*Excerpt*:

The Justice Centre represented Patrick Tipper, an Edmonton man that was detained by Alberta Sheriffs and ticketed during a peaceful rally at the Alberta Legislature grounds.
On the afternoon of Sunday, May 10, 2020 approximately 50 people attended the Edmonton Legislature grounds to rally and express their views regarding various issues, such as the recent gun ban imposed by the federal government and the current lockdown measures imposed by the Alberta Government. The rally-goers were spread out and maintaining at least 2 meters distance from each other. Also in attendance were at least 20 Sheriffs and Edmonton Police officers.
The rally was peaceful. A few of the rally-goers, including Pat Tipper, had megaphones and gave speeches while others listened. After about 30 minutes, three teams of three Sheriffs each moved among the people and targeted specific individuals. Mr. Tipper was detained and escorted by Sheriffs off the Legislature grounds and given a $1,200 ticket for “contravening section 73(1) of the Public Health Act”. Mr. Tipper was not told in what way his conduct had violated an order of a medical officer of health.
Mr. Tipper submitted a complaint to the Alberta Sheriffs regarding the conduct of the Sheriffs that apprehended and ticketed Mr. Tipper. On July 24, 2020, Crown prosecutors issued a letter withdrawing the ticket issued to Mr. Tipper.
“The Canadian Constitution protects the rights of people to peacefully assemble and to express their opinions in public places, especially at places with symbolic democratic importance such as the Legislature grounds. The Charter does not cease to protect these rights, even during a declared public health emergency,” stated Justice Centre lawyer James Kitchen.

*Dataset excerpts*:
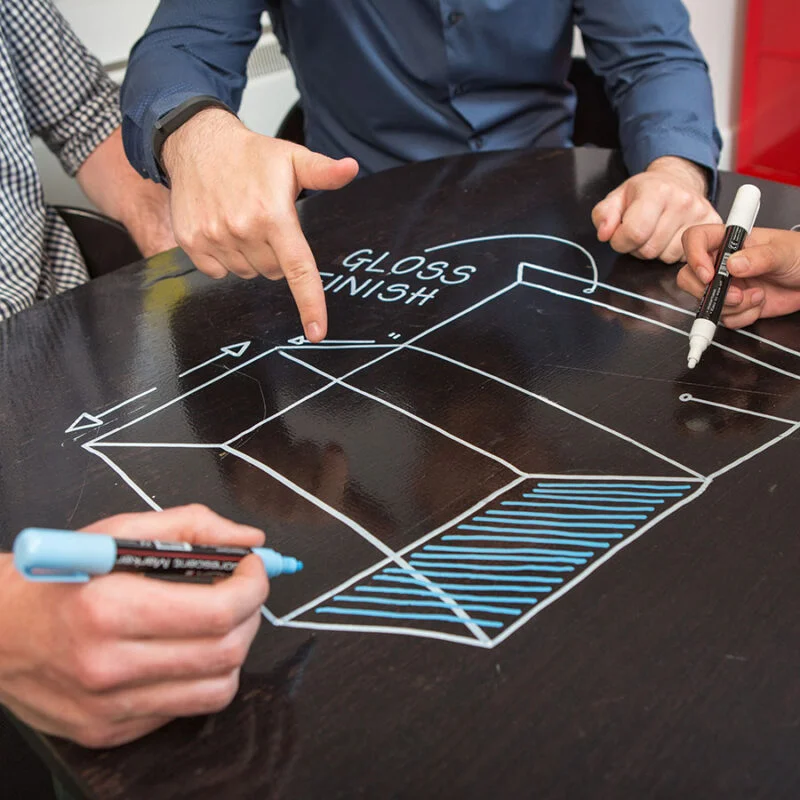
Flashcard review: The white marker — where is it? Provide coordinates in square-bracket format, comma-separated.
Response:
[688, 183, 761, 369]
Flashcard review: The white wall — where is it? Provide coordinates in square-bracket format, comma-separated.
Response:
[42, 0, 747, 209]
[680, 0, 747, 169]
[574, 0, 747, 169]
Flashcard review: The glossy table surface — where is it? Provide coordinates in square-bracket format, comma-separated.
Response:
[0, 149, 800, 800]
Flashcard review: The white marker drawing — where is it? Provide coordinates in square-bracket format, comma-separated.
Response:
[67, 234, 800, 649]
[64, 386, 156, 433]
[178, 342, 252, 378]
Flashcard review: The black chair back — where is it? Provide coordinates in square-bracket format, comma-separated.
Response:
[55, 206, 142, 278]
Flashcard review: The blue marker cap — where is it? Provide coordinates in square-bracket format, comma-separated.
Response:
[253, 547, 303, 578]
[14, 528, 117, 583]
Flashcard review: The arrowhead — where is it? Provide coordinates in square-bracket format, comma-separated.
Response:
[221, 342, 252, 358]
[64, 411, 103, 433]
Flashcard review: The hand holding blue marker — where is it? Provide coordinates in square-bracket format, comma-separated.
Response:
[14, 528, 303, 583]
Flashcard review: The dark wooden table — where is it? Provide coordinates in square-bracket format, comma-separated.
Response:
[0, 150, 800, 800]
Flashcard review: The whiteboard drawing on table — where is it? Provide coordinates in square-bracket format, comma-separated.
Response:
[67, 234, 800, 649]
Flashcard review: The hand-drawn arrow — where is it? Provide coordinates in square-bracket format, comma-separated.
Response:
[64, 341, 253, 433]
[289, 336, 375, 346]
[178, 341, 253, 378]
[64, 411, 103, 433]
[64, 386, 157, 433]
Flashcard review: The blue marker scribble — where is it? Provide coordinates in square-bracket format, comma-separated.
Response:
[315, 478, 698, 637]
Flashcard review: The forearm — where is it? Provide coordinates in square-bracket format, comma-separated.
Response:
[122, 0, 265, 180]
[76, 128, 175, 256]
[576, 0, 721, 177]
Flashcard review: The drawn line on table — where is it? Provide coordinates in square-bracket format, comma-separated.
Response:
[424, 233, 600, 294]
[272, 620, 492, 650]
[333, 594, 522, 617]
[316, 606, 503, 628]
[97, 386, 158, 419]
[503, 492, 665, 509]
[409, 556, 586, 572]
[412, 546, 588, 569]
[282, 478, 525, 621]
[494, 501, 656, 515]
[466, 510, 636, 535]
[90, 442, 222, 450]
[528, 472, 705, 489]
[521, 280, 800, 380]
[81, 443, 163, 511]
[517, 261, 800, 360]
[475, 510, 655, 527]
[281, 353, 525, 477]
[492, 479, 711, 647]
[222, 445, 494, 639]
[375, 575, 561, 594]
[708, 422, 800, 480]
[678, 392, 798, 425]
[355, 586, 539, 605]
[406, 344, 703, 480]
[537, 481, 692, 492]
[376, 567, 564, 588]
[88, 347, 277, 445]
[442, 528, 609, 555]
[225, 378, 336, 445]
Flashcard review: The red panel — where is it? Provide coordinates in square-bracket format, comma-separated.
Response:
[736, 0, 800, 185]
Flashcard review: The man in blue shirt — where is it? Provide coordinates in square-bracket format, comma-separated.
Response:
[122, 0, 720, 341]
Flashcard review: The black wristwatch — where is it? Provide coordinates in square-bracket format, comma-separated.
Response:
[153, 94, 236, 186]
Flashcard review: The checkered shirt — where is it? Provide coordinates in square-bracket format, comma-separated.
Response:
[0, 0, 121, 320]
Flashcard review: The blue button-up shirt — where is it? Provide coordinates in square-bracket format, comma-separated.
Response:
[122, 0, 720, 180]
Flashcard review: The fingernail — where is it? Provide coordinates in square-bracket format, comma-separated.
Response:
[728, 253, 750, 273]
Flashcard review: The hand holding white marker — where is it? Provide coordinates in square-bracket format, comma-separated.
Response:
[688, 183, 761, 369]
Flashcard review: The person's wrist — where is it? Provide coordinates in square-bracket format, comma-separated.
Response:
[647, 156, 709, 197]
[161, 107, 244, 182]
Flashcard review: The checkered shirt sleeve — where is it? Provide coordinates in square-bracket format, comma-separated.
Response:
[0, 0, 121, 320]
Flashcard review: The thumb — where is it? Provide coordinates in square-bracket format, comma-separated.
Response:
[728, 242, 796, 278]
[592, 186, 625, 242]
[231, 553, 269, 605]
[293, 148, 358, 189]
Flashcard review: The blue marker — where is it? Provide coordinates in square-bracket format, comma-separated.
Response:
[14, 528, 303, 583]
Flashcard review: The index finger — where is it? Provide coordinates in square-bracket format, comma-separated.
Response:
[269, 207, 328, 342]
[683, 225, 725, 283]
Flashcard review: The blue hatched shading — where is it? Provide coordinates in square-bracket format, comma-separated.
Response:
[315, 478, 698, 635]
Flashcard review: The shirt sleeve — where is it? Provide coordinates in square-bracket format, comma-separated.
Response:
[122, 0, 265, 182]
[3, 0, 121, 175]
[575, 0, 722, 189]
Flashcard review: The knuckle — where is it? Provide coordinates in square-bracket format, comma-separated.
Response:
[208, 605, 236, 636]
[283, 260, 314, 286]
[636, 241, 661, 261]
[69, 723, 116, 750]
[205, 669, 239, 711]
[211, 637, 247, 672]
[75, 584, 114, 636]
[226, 214, 256, 241]
[75, 650, 119, 694]
[625, 222, 650, 247]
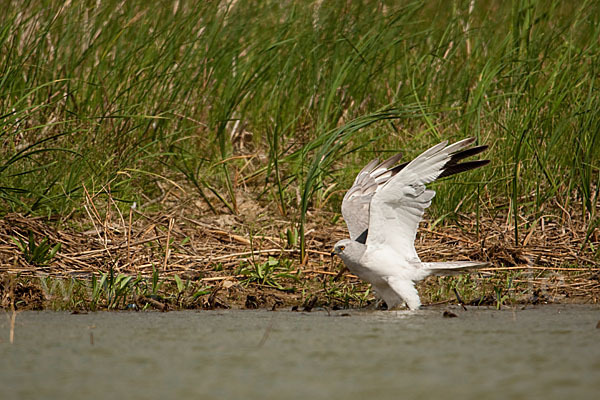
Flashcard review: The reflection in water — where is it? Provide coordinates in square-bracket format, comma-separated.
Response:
[0, 306, 600, 399]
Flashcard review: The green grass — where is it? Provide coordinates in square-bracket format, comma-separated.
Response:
[0, 0, 600, 249]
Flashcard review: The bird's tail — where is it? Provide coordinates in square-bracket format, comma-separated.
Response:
[421, 261, 491, 276]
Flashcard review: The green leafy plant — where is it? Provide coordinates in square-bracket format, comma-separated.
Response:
[239, 256, 297, 291]
[12, 231, 61, 266]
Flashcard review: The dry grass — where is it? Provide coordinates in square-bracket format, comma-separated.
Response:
[0, 186, 600, 308]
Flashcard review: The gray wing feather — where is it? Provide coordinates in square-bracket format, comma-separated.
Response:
[342, 154, 402, 240]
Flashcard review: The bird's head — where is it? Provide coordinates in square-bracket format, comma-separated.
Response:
[331, 239, 365, 262]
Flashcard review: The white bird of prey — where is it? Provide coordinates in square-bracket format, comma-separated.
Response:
[332, 138, 489, 310]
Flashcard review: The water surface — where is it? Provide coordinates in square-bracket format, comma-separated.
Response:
[0, 305, 600, 399]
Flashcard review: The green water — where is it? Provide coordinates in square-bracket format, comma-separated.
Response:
[0, 306, 600, 400]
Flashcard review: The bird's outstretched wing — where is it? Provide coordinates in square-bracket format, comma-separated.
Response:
[342, 154, 402, 243]
[364, 138, 489, 259]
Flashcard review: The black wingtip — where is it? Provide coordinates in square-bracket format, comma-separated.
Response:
[438, 160, 490, 179]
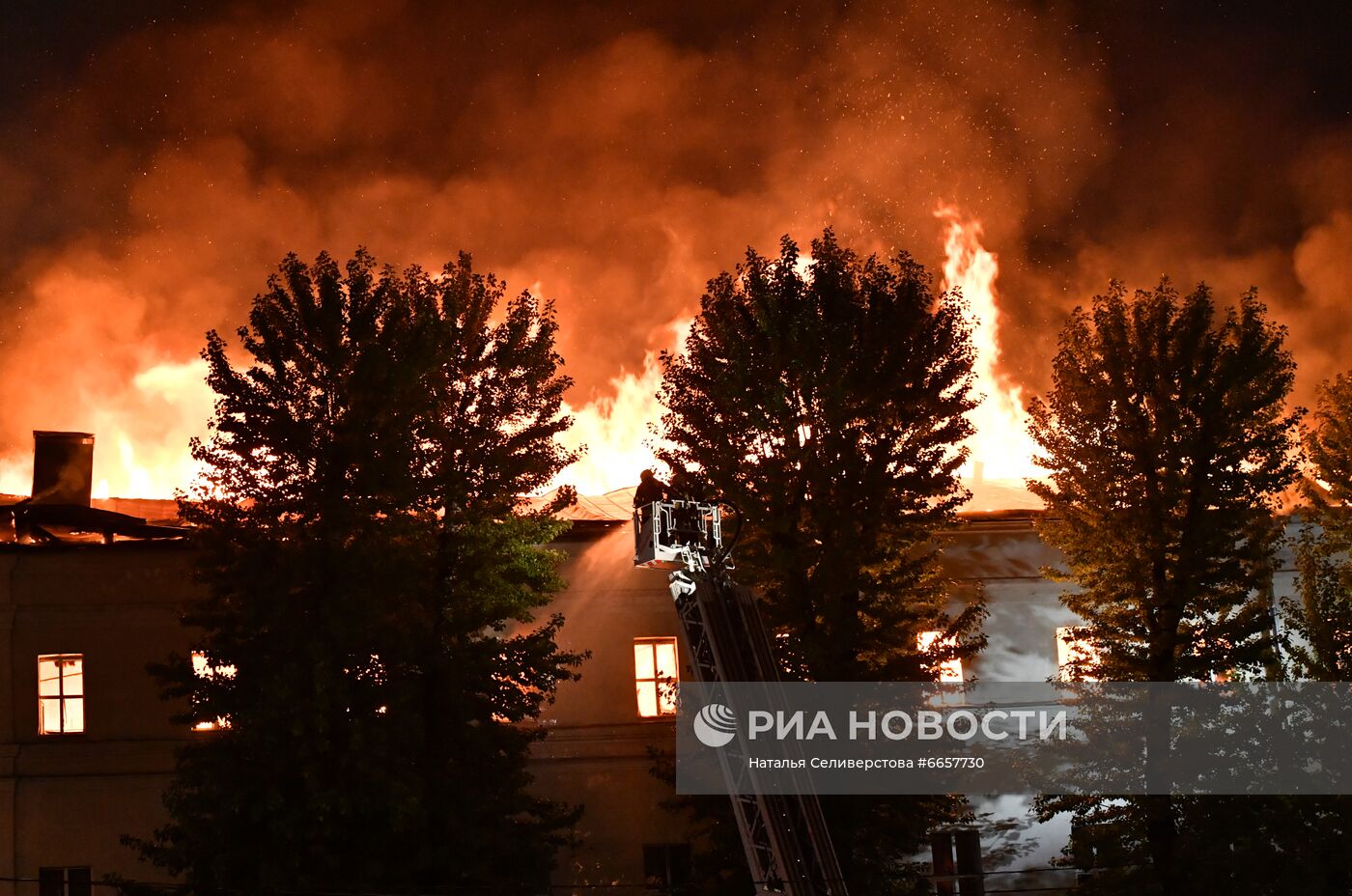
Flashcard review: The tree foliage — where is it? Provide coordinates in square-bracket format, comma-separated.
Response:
[127, 251, 580, 893]
[659, 230, 984, 893]
[1028, 281, 1299, 895]
[659, 230, 980, 681]
[1028, 281, 1298, 681]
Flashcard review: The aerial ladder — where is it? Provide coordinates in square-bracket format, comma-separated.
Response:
[634, 500, 846, 896]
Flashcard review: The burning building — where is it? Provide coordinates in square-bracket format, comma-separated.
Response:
[0, 433, 1309, 896]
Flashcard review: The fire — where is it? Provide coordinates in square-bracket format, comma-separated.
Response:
[555, 318, 693, 494]
[0, 359, 215, 498]
[0, 215, 1037, 500]
[934, 206, 1040, 490]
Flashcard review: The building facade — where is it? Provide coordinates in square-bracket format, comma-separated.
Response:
[0, 501, 1292, 896]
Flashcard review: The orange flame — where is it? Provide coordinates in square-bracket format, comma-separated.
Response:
[555, 318, 693, 494]
[934, 206, 1040, 490]
[0, 359, 215, 498]
[0, 215, 1038, 500]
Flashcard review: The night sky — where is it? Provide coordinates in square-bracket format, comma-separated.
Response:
[0, 0, 1352, 486]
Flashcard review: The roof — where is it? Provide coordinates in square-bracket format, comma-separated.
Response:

*Aim of the task*: Print the full text about Patrick Tipper's ticket exactly as it stands above.

*Final answer*:
The Justice Centre represented Patrick Tipper, an Edmonton man that was detained by Alberta Sheriffs and ticketed during a peaceful rally at the Alberta Legislature grounds.
On the afternoon of Sunday, May 10, 2020 approximately 50 people attended the Edmonton Legislature grounds to rally and express their views regarding various issues, such as the recent gun ban imposed by the federal government and the current lockdown measures imposed by the Alberta Government. The rally-goers were spread out and maintaining at least 2 meters distance from each other. Also in attendance were at least 20 Sheriffs and Edmonton Police officers.
The rally was peaceful. A few of the rally-goers, including Pat Tipper, had megaphones and gave speeches while others listened. After about 30 minutes, three teams of three Sheriffs each moved among the people and targeted specific individuals. Mr. Tipper was detained and escorted by Sheriffs off the Legislature grounds and given a $1,200 ticket for “contravening section 73(1) of the Public Health Act”. Mr. Tipper was not told in what way his conduct had violated an order of a medical officer of health.
Mr. Tipper submitted a complaint to the Alberta Sheriffs regarding the conduct of the Sheriffs that apprehended and ticketed Mr. Tipper. On July 24, 2020, Crown prosecutors issued a letter withdrawing the ticket issued to Mr. Tipper.
“The Canadian Constitution protects the rights of people to peacefully assemble and to express their opinions in public places, especially at places with symbolic democratic importance such as the Legislature grounds. The Charter does not cease to protect these rights, even during a declared public health emergency,” stated Justice Centre lawyer James Kitchen.